Text passage →
● ● ● ● ●

As soon as you claim to “know your ideal customer” you’ve lost. You no longer try to impress, you develop a standard operating procedure, you try and stream line your operation at the detriment of your customer. Always, always, ALWAYS ask for feedback and never shut down a customer from speaking their mind, even if you disagree. The fact that you are willing to open yourself up to feedback it a step ahead of everyone else.
“Create a culture of speed and recognize that your key advantage is the ability to understand your customer adapt and fashion fast solutions.”
In the book he talk about how Zara can take a item of clothing from runway to store in roughly two weeks. This is much faster than the traditional fashion designers who would take on average of a year to get a piece of clothing from the runway to the store shelf. Zara also collects feedback from power shoppers in an attempt to make things better. Imagine that, you could be telling a brand how to make a jacket, shirt or hat fit better over time because they know precisely what their customer wants.

● ● ● ● ●

Dataset →
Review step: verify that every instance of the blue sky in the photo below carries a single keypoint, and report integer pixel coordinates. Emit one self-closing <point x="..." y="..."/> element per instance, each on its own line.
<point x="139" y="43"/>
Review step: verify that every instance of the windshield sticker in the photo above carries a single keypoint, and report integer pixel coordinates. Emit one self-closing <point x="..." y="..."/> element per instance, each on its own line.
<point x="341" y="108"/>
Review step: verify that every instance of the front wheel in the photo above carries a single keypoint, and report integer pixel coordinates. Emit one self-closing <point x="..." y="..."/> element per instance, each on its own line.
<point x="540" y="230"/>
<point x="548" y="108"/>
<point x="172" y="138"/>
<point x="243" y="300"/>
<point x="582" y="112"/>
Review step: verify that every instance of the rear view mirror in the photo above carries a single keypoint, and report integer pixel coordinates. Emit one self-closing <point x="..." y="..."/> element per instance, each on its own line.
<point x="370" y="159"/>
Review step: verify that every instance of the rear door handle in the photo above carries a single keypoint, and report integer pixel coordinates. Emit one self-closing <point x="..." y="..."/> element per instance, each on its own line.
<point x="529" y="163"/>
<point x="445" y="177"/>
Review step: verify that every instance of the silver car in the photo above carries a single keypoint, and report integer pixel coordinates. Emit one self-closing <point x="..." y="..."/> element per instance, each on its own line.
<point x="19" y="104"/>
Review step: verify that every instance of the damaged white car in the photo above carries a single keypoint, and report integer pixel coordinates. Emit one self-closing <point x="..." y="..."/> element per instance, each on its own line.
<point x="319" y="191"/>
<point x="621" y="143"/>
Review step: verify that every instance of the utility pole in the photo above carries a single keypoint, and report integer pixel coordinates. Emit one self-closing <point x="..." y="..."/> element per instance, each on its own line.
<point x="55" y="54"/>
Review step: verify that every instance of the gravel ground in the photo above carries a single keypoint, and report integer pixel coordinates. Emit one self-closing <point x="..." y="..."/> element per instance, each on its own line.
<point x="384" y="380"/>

● ● ● ● ●

Complete the following →
• 1. Answer these from the customer feedback passage:
(a) About how long does Zara take to get an item of clothing from runway to store?
(b) On average, how long did traditional fashion designers take to do the same?
(c) What does the passage say you should always, always, ALWAYS do?
• 2. Write a continuation of the customer feedback passage, beginning right after its last sentence.
The entries play no part in what is asked here.

Solved tasks →
• 1.
(a) Roughly two weeks.
(b) About a year.
(c) Ask for feedback.

• 2.
Acquiring feedback is an absolute necessary in any line of work these days.
“Intentionally destroying your business model, products, and services can feel uncomfortable and even painful, but destruction enables unrestricted creativity while providing newfound flexibility and depth.”
This is very similar to the Steve Jobs attitude of making your own products obsolete before your competitors do. Intentionally throwing away what works to be able to expand on what you are doing is smart business, but counterintuitive. Most business folks would think that the tried and true model is better, why change what isn’t broken, right? Without experimentation there is no learning, with no learning there is no growth, with no growth you won’t have a business.
The innovative juggernaut 3M a long time ago for established their now famous 30% rule. 30% of their revenue annually must come from products developed in the past 4 years. How amazing is that? Every employee at 3M knows that they may have the next idea that the company takes to market. The force innovation by creating the 30% rule.
ABT! Always we testing.
“As strange as it may sound, one of the hard-to-fathom lessons from these traps is that “being good” at something may eventually keep you from reaching your full potential.”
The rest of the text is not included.